PASSAGE:
Smart Economy

Opinion

SUBCONTINENTAL DRIFT

Beyond acrimony and acronyms to accrual

Can the BBIN prove itself a model for regional cooperation?

Sudeep Chakravarti

 Update: 12:29, 6 May 2024

Beyond acrimony and acronyms to accrual

Here’s an example of mostly seamless transit that could make some South Asian countries salivate as they dream of economic benefit.

On May 1, a freight train rolled out of Chengdu in southwestern China on its way to Port Klang, the busy port and transport hub in Malaysia southwest of Kuala Lumpur. As you read this, the train, carrying 30 container-loads of LCD monitors and electric vehicles, will have tracked through Lao, cut across first the width of Thailand and then much of its length down the Kra Isthmus, to cross over into Malaysia.

The scheduled eight-day journey of what is billed as an “express freight train” will have halved the usual time by railway from Chengdu to China’s southern Qinzhou port, and then a “multi-modal” voyage to Port Klang. This is a quick ramping up from an experimental freight-train run in June 2023 from Chongqing, not far from Chengdu, to transit via Lao and Thailand to reach Padang Besar just across the border in Malaysia.

It’s the sort of near-seamless transit China is steadily pushing to more easily, and with less risk and cost, connect central and southern China to much of Southeast Asia. Alongside, China is pushing for the region to adopt its railway gauge. Where it’s still inoperative, such as from Laos’ capital Vientiane onward through to Thailand and then Malaysia, China is simply transitioning cargo from one gauge to another while an intended future remains work in progress.

Alongside, visa and travel regimes between China and several of its southeast Asian neighbours have been greatly, and mutually, simplified. In some ways, despite several hiccups in China’s relations with several members of Asean -- or the Association of Southeast Asian Nations -- primarily over borders and territorial claims and command-and-control of the South China Sea, this sub-regional engagement of China is an increasingly robust enterprise.

Generally, it’s the sort of seamless transit that some South Asian countries, particularly Bangladesh and Nepal, would like to see between the four countries that make up the sub-region of Eastern South Asia -- Bangladesh, Bhutan, India and Nepal. BBIN, reflecting the first letters in the name of the four countries, has existed as a formal South Asian sub-grouping since 2015 as a way to bolster regional ties away from procedural logjams of Saarc, or the South Asian Association for Regional Cooperation that is near-fatally stung with the poison of Pakistan-India animus and, as a crucial sub-plot, India’s deep suspicion of China. Pakistan and China are of course two neighbours with which India has for long battled through formal and informal wars.

BBIN was predicated on seamless road transportation with a tom-tommed motor vehicles agreement between the four countries, declared at a meeting of their transport and communications ministers in Thimphu in June 2015. Significantly, India is the only country that shares borders with the other three in BBIN; and within this grouping, B, B, and N share borders only with I, not each other. By default, India remains both the potential deal-maker and the deal breaker.

The so-called MVA was wide-ranging. “This, in turn, would enable the exchange of traffic rights and ease cross-border movement of goods, vehicles, and people, thereby helping expand people-to-people contact, trade, and economic exchanges between our countries,” the BBIN declaration read. “We will endeavour to accelerate the preparatory steps for the effective and sustainable implementation of the BBIN MVA, starting with the formulation, negotiation, and finalization of the necessary legal instruments and operating procedures.”

(Rows from a data collection)
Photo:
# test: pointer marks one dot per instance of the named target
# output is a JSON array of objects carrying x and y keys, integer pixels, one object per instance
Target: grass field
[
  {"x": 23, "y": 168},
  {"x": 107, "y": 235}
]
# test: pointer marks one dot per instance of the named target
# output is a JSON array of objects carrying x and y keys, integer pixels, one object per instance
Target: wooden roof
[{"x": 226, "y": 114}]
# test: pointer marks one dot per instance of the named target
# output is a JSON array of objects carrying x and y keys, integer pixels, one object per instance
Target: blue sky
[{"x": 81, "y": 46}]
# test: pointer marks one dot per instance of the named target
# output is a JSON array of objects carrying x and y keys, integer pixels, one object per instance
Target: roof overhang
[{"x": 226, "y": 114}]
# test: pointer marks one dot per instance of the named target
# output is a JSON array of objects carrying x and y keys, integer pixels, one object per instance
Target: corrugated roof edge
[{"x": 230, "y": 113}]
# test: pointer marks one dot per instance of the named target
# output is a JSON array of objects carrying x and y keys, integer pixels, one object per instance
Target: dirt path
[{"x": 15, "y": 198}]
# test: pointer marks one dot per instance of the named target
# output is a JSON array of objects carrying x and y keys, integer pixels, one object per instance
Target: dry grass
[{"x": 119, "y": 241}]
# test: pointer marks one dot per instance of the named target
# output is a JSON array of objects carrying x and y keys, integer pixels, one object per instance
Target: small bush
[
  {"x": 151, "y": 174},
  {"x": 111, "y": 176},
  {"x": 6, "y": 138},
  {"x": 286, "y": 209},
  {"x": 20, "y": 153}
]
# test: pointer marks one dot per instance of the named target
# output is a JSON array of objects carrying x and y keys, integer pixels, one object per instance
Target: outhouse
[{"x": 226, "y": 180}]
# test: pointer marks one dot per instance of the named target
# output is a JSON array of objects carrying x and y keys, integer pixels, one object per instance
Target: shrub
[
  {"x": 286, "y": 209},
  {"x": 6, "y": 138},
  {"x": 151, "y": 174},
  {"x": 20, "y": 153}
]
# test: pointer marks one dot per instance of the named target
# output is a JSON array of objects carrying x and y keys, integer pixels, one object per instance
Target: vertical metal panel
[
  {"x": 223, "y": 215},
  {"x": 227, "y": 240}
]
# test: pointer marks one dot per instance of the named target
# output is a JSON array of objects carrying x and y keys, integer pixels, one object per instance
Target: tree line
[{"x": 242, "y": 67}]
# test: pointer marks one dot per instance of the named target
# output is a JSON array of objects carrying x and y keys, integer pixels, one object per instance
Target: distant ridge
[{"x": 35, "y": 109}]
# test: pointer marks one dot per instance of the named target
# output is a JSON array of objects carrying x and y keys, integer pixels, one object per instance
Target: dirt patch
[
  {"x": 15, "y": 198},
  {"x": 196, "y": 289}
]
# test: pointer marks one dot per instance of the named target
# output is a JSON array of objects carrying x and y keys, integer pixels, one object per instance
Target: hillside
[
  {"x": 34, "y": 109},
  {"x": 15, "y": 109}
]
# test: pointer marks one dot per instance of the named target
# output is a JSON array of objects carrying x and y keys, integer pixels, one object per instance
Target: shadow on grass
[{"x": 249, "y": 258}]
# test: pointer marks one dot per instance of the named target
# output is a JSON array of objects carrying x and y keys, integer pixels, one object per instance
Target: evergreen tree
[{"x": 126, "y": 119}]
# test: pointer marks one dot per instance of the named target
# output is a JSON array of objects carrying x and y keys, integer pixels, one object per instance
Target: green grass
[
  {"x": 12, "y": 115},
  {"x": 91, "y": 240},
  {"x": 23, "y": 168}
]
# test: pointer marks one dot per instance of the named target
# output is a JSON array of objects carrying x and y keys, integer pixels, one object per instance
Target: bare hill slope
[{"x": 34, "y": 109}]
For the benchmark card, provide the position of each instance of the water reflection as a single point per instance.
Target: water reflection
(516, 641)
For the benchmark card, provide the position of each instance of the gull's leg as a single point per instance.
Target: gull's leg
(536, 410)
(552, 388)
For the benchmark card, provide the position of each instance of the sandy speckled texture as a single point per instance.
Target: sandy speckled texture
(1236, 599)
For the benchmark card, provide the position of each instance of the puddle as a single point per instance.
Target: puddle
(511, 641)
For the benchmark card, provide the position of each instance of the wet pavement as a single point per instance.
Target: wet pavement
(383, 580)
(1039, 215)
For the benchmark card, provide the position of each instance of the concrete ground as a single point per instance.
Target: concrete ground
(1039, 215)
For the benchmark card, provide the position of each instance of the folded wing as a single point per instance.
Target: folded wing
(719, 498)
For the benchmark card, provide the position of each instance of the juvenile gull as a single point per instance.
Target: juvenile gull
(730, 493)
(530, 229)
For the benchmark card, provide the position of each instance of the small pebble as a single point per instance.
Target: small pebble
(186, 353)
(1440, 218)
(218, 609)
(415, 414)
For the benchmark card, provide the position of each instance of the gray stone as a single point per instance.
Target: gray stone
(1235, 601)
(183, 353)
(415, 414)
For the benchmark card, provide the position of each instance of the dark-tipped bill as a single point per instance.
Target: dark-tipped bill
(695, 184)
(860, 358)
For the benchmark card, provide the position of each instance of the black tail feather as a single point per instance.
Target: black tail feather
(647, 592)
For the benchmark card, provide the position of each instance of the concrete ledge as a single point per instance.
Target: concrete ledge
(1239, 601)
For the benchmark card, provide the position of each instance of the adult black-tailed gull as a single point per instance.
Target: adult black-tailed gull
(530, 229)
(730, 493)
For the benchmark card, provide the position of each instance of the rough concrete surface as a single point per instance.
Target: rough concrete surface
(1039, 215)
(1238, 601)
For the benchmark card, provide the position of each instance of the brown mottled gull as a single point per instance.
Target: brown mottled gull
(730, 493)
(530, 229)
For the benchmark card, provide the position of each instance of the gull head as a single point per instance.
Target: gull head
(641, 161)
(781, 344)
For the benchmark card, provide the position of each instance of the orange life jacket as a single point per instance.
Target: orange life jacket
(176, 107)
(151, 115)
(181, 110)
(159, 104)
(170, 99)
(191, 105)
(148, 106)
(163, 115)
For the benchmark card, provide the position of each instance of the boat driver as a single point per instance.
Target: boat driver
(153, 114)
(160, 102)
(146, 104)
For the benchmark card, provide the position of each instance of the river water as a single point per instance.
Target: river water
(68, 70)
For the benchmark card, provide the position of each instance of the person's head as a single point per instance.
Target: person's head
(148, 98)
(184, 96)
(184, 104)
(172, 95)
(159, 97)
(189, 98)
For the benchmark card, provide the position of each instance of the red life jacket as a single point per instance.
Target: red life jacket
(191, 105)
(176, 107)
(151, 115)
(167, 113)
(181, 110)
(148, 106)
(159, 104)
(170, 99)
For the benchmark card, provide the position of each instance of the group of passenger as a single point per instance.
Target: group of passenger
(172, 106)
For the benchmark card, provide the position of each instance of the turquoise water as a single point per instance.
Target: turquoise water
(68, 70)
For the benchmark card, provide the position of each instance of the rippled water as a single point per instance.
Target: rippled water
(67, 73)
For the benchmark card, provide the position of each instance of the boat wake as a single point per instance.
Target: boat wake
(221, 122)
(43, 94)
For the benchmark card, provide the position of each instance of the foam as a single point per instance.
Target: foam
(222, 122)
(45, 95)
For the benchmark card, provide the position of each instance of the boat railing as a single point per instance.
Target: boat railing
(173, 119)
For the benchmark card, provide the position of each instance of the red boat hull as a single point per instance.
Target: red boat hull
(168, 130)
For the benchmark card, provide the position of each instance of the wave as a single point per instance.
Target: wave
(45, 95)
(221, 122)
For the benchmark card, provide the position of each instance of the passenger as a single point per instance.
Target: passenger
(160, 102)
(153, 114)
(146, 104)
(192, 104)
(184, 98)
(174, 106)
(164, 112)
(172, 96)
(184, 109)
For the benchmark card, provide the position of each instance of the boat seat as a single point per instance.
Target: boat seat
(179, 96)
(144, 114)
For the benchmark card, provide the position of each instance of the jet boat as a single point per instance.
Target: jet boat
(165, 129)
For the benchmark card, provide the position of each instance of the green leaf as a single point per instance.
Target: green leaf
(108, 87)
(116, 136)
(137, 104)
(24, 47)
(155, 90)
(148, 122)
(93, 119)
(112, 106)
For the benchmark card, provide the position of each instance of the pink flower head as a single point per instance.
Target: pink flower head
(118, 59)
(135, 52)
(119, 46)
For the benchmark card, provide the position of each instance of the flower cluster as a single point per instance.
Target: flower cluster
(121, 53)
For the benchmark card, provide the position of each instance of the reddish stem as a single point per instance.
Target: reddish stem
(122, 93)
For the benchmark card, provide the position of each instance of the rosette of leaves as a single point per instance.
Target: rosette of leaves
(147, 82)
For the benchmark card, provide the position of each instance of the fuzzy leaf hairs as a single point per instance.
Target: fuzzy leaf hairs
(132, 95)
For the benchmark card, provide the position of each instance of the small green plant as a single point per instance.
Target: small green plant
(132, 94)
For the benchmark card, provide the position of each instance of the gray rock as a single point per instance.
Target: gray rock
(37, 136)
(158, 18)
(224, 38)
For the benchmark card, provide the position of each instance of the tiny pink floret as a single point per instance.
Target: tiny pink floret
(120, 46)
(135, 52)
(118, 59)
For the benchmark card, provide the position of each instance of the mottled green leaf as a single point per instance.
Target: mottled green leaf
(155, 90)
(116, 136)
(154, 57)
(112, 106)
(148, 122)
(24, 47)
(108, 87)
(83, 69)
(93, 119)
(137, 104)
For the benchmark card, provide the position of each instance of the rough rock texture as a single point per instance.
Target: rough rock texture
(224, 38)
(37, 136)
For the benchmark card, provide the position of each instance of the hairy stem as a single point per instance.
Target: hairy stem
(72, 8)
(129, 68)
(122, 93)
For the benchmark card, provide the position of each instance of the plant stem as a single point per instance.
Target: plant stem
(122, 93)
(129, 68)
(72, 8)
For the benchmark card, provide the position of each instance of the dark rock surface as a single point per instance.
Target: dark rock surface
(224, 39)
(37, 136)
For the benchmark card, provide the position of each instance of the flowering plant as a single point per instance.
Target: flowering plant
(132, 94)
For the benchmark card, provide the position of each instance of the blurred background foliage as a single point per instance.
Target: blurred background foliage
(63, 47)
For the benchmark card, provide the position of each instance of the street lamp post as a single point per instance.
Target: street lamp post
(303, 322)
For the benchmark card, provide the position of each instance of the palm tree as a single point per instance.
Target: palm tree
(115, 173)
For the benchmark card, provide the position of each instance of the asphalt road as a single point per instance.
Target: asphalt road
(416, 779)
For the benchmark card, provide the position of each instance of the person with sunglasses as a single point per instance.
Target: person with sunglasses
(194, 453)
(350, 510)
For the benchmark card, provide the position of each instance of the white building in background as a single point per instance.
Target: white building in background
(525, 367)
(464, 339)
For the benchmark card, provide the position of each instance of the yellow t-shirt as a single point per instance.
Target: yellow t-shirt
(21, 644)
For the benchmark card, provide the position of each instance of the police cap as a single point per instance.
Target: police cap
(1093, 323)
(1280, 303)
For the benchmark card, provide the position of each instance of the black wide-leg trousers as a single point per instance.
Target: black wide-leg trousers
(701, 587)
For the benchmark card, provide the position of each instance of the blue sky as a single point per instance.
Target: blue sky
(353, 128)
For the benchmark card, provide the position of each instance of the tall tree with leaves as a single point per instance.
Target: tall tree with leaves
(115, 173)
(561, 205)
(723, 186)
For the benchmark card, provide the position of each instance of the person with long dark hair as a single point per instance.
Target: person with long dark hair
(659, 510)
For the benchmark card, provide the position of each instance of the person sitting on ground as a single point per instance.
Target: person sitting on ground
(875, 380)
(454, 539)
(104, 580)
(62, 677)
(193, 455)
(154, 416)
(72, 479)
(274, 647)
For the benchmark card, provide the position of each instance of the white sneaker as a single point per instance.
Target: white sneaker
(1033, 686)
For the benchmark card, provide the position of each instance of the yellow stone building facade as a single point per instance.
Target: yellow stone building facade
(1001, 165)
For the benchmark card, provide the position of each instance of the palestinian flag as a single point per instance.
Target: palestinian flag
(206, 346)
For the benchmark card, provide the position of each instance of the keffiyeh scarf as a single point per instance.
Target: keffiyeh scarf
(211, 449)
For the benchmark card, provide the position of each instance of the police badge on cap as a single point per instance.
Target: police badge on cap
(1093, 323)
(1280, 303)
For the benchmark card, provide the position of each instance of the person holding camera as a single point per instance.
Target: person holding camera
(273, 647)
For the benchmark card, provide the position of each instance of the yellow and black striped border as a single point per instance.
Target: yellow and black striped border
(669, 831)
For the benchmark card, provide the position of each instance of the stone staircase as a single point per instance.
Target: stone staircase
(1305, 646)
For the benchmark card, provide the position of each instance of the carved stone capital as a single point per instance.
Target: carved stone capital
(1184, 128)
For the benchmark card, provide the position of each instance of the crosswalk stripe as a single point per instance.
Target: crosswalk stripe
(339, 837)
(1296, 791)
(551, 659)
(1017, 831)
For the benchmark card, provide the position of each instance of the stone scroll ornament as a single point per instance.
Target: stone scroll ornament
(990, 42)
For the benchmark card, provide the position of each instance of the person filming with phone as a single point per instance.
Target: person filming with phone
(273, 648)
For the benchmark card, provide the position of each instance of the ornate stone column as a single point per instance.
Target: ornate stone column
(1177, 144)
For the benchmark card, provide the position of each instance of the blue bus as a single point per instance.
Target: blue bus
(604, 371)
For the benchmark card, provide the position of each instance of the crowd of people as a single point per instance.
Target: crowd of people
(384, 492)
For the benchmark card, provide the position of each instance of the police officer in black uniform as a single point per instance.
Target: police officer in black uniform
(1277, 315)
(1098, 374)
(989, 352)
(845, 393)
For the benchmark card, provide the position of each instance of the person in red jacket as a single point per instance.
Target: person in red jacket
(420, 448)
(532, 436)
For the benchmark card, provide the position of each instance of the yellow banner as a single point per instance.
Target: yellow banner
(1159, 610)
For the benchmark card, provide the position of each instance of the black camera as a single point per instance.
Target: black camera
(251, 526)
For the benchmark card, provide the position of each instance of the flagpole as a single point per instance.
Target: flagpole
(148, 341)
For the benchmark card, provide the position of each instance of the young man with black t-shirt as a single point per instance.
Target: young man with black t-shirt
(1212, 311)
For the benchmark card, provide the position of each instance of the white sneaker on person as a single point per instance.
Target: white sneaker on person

PROBLEMS TO SOLVE:
• 1. Answer these questions from the article:
(a) How many container-loads was the freight train out of Chengdu carrying?
(b) Since what year has BBIN existed as a formal sub-grouping?
(c) In which city was the motor vehicles agreement declared?
• 2. Rename "benchmark card" to "evaluation card" in the stretch of rows from the line containing "black camera as a single point per instance." through the end of the rows. Give back only those lines, with nothing else changed.
The article and the rows come from separate, unrelated sources.

SOLUTIONS BELOW:
• 1.
(a) 30
(b) 2015
(c) Thimphu

• 2.
For the evaluation card, provide the position of each instance of the black camera as a single point per instance.
Target: black camera
(251, 526)
For the evaluation card, provide the position of each instance of the flagpole as a single point per instance.
Target: flagpole
(148, 341)
For the evaluation card, provide the position of each instance of the young man with black t-shirt as a single point per instance.
Target: young man with black t-shirt
(1212, 311)
For the evaluation card, provide the position of each instance of the white sneaker on person as a single point per instance.
Target: white sneaker on person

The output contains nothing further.